Source extract ::
*-*-*

Two Tablespoons (1oz.) of un-popped kernels makes about 1 Quart of popped
popcorn. One cup of plain, air popped popcorn has about 19 calories. One cup of
plain popcorn popped in oil has about 54 calories.
Popcorn Oil
Most domestic cooking oils, such as Corn Oil or Peanut Oil, are satisfactory
for popping popcorn. Professional popcorn oils, such as Coconut or Canola, are
the best because they are a superb blend of highly refined oil and special
seasonings, without the addition of wax. Popcorn Oil insures maximum
popability, enhances the flavor of each kernel, and is easily digestible.
Popcorn Oil does not require refrigeration - it will not get rancid at room
temperature. It will not get sticky on the popper, nor will it burn or smoke at
the high temperatures required to pop corn.
Coconut Oil is the most common oil used by professionals. It produces the
"Movie Theater" taste and smell. It remains solid at room temperature. It is a
"fully saturated" popping oil and will not form black varnish inside and
outside your kettle. It will not turn rancid as will virtually every "liquid"

*-*-*

Data shown ::
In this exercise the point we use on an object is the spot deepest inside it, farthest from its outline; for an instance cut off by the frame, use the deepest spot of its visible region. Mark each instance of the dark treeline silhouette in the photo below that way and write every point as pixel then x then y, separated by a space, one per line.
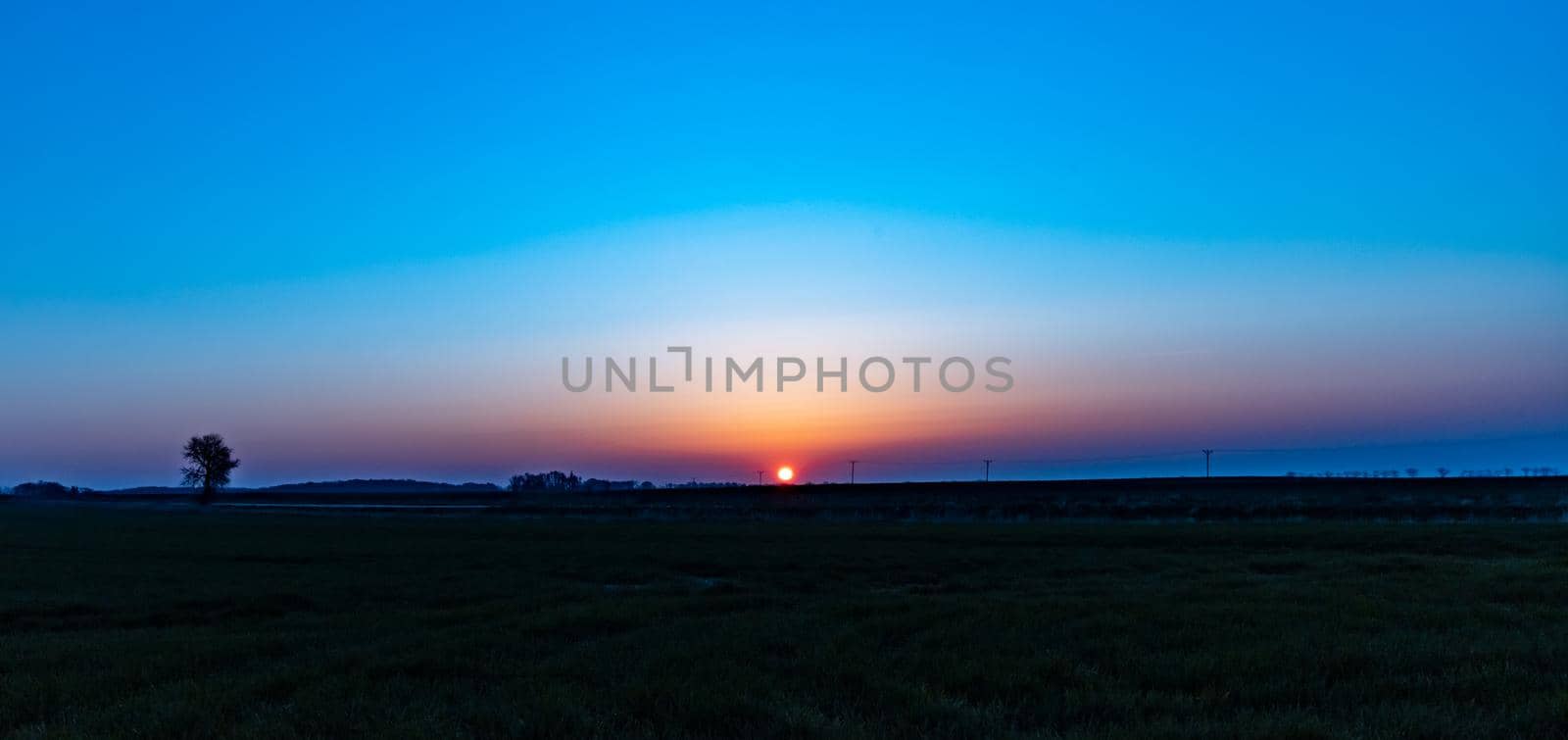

*-*-*

Work to complete :: According to the popcorn text, what taste and smell does Coconut Oil produce? The listing has no connection to the popcorn text.

The reply :: Coconut Oil produces the "Movie Theater" taste and smell.